(Records from a data source)
______

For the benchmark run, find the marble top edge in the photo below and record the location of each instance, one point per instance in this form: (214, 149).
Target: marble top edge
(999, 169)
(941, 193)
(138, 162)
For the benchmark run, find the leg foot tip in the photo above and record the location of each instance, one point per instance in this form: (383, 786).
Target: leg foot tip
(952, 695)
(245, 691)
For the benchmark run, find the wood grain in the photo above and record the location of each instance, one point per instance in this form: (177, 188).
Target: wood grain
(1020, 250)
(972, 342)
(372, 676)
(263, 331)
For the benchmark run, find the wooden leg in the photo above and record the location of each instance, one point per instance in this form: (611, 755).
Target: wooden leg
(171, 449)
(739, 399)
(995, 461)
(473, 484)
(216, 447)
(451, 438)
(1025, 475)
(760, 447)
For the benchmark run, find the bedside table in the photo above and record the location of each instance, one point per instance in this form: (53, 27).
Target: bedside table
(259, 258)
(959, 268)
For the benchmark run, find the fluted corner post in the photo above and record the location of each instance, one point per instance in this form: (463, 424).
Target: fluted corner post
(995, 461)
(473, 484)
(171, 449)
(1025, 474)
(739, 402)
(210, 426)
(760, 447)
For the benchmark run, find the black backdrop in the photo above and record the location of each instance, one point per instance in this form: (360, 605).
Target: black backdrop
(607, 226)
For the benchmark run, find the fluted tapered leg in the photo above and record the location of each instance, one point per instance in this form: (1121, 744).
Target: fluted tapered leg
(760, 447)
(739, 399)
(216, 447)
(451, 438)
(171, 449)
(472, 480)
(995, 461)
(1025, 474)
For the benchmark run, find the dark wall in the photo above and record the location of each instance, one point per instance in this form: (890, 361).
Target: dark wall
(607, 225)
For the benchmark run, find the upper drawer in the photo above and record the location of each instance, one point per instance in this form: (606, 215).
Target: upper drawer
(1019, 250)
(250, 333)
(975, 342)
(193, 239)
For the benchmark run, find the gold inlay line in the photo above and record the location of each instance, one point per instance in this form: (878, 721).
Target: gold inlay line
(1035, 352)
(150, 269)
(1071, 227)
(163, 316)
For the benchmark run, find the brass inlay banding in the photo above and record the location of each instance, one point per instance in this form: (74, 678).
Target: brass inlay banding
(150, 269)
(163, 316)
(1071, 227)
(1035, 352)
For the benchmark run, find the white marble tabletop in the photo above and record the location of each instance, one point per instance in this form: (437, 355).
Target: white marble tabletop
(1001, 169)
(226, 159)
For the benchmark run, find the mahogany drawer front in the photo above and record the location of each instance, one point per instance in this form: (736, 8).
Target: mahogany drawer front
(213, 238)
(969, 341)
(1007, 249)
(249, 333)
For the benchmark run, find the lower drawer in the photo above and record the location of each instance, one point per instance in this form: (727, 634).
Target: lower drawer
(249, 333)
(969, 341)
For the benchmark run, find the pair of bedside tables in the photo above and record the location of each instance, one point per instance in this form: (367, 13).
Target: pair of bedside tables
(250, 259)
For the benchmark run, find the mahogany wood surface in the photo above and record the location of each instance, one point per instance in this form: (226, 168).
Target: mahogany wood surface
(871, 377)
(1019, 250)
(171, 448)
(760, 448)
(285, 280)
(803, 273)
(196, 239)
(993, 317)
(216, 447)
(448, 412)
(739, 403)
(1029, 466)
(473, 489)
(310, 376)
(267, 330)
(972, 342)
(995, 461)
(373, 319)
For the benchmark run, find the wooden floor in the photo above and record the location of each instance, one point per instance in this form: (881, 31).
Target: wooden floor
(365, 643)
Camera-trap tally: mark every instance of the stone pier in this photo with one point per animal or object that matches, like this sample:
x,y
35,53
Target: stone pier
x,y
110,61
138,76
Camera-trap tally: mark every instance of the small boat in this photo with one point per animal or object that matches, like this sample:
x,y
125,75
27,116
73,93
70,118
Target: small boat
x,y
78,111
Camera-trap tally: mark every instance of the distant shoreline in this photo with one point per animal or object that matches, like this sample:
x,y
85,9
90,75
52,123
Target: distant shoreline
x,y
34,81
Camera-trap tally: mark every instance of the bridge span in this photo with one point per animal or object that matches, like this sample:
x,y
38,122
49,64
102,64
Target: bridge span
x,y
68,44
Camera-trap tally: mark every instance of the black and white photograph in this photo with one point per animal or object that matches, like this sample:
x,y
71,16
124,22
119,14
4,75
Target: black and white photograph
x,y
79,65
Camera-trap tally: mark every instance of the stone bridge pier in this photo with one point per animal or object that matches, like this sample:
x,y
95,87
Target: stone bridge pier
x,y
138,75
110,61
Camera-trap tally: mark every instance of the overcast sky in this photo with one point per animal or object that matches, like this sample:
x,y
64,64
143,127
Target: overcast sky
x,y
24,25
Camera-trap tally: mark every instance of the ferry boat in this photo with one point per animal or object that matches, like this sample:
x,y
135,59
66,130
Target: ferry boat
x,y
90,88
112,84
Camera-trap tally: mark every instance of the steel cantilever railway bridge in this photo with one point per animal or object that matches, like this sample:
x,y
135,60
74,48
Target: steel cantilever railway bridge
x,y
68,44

______

Your goal: Take the records above and return them exactly as written.

Answer to the exercise:
For the benchmark run, find the marble top edge in the photo below and record the location of each instance, one point per instance in this form: (214, 149).
Target: marble top edge
(999, 169)
(941, 193)
(138, 162)
For the benchmark run, find the leg foot tip in the photo above and record the location of each instance, one point per instance in this form: (383, 786).
Target: leg foot tip
(952, 695)
(245, 691)
For the benchmark run, find the wood grain in the photo above and record the location of each instance, one point per instance in this form: (177, 188).
Target: wood grain
(1020, 250)
(972, 342)
(372, 676)
(263, 331)
For the benchmark run, find the wooden leg in the photo above and record the location of each instance, one point per instance in this form: (611, 755).
Target: wooden leg
(171, 449)
(739, 399)
(995, 461)
(473, 484)
(216, 447)
(451, 438)
(1025, 475)
(760, 447)
For the benchmark run, find the bedside table in the photo above and record the location of each instance, one point per instance in this form: (53, 27).
Target: bedside table
(259, 258)
(959, 268)
For the benchmark run, find the fluted corner post in the photo above and record the location of each instance, one point per instance in this form: (463, 424).
Target: fluted corner post
(995, 461)
(473, 484)
(171, 449)
(1025, 474)
(739, 402)
(210, 426)
(760, 447)
For the benchmark run, find the black backdrop in the photo above and record the location of each instance, one point per instance in this form: (360, 605).
Target: black backdrop
(607, 226)
For the benchmark run, find the fluted tapered leg in the photo above and record the location of each instance, one point per instance in this form: (1121, 744).
Target: fluted tapered leg
(760, 447)
(739, 399)
(216, 447)
(451, 438)
(171, 449)
(472, 480)
(995, 461)
(1025, 474)
For the benchmark run, find the dark wall in the photo above and record the location of each instance, one point per instance in this form: (890, 361).
Target: dark wall
(607, 225)
For the benchmark run, find the upper drawer in the photo above and record the location of each instance, one point per instance in this form: (606, 215).
Target: upper drawer
(1019, 250)
(250, 333)
(975, 342)
(193, 239)
For the benchmark run, find the gold inlay line in the photo above and record the location of each instance, one point per instance in this form: (878, 721).
Target: gold inlay line
(1035, 352)
(150, 269)
(1071, 227)
(163, 316)
For the benchmark run, find the brass inlay banding in the photo above and record the location of each instance, one point per instance in this form: (74, 678).
Target: brass inlay banding
(150, 269)
(163, 316)
(1071, 227)
(1035, 352)
For the benchmark run, find the white marble tabletop in the photo above and record the location of each instance, one point per instance in this form: (437, 355).
Target: white marble tabletop
(1001, 169)
(226, 159)
For the benchmark run, find the mahogany drawer front in the photo above and record the location of each instance, one point per instance in this form: (736, 8).
Target: mahogany drawer front
(213, 238)
(969, 341)
(1007, 249)
(249, 333)
For the benchmark run, find the lower drawer in the photo above and record the location of each instance, one point per instance in this form: (727, 634).
Target: lower drawer
(249, 333)
(969, 341)
For the benchmark run, find the pair of bedside tables in the photo above and record the location of each instance, one point per instance in this form: (367, 13).
Target: pair of bedside tables
(250, 259)
For the benchmark run, find the mahogany wood surface in the photo above and record the location of each instance, one point per instance in this form: (226, 168).
Target: mahogany wood surface
(871, 377)
(1019, 250)
(171, 448)
(760, 448)
(285, 280)
(803, 273)
(196, 239)
(993, 317)
(216, 447)
(448, 412)
(739, 403)
(1029, 466)
(473, 489)
(310, 376)
(267, 330)
(972, 342)
(995, 461)
(373, 319)
For the benchmark run, find the wooden floor in the photo above and record the location of each instance, one point per instance in this form: (881, 31).
Target: wooden floor
(365, 643)
Camera-trap tally: mark every instance of the stone pier in this photo with one point per animal or object that matches, like this sample:
x,y
35,53
Target: stone pier
x,y
110,61
138,76
Camera-trap tally: mark every instance of the small boat in this photo with one point per animal or object that matches, like this sample:
x,y
125,75
27,116
73,93
70,118
Target: small boat
x,y
78,111
Camera-trap tally: mark every instance of the distant shoreline in this photo with one point per animal or object that matches, like this sample:
x,y
85,9
90,75
52,123
Target: distant shoreline
x,y
34,81
Camera-trap tally: mark every instance of the bridge span in this photo with one point per animal or object that matches, like this sample:
x,y
38,122
49,64
102,64
Target: bridge span
x,y
68,44
Camera-trap tally: mark every instance of the black and white photograph in this photo with one point per animal or object that matches, like this sample:
x,y
71,16
124,22
119,14
4,75
Target: black and white photograph
x,y
79,65
Camera-trap tally: mark every instance of the stone bridge pier in this photo with one point per animal or object that matches, like this sample:
x,y
95,87
Target: stone bridge pier
x,y
138,75
110,61
Camera-trap tally: mark every instance of the overcast sky in this photo with one point per animal or object that matches, like this sample:
x,y
64,64
143,127
Target: overcast sky
x,y
24,25
Camera-trap tally: mark every instance of the ferry boat in this photo with one point per animal or object that matches, like this sample:
x,y
135,59
66,130
Target: ferry boat
x,y
90,88
112,84
Camera-trap tally: mark every instance of the steel cantilever railway bridge in this photo with one point per animal or object that matches, like this sample:
x,y
135,60
74,48
Target: steel cantilever railway bridge
x,y
68,44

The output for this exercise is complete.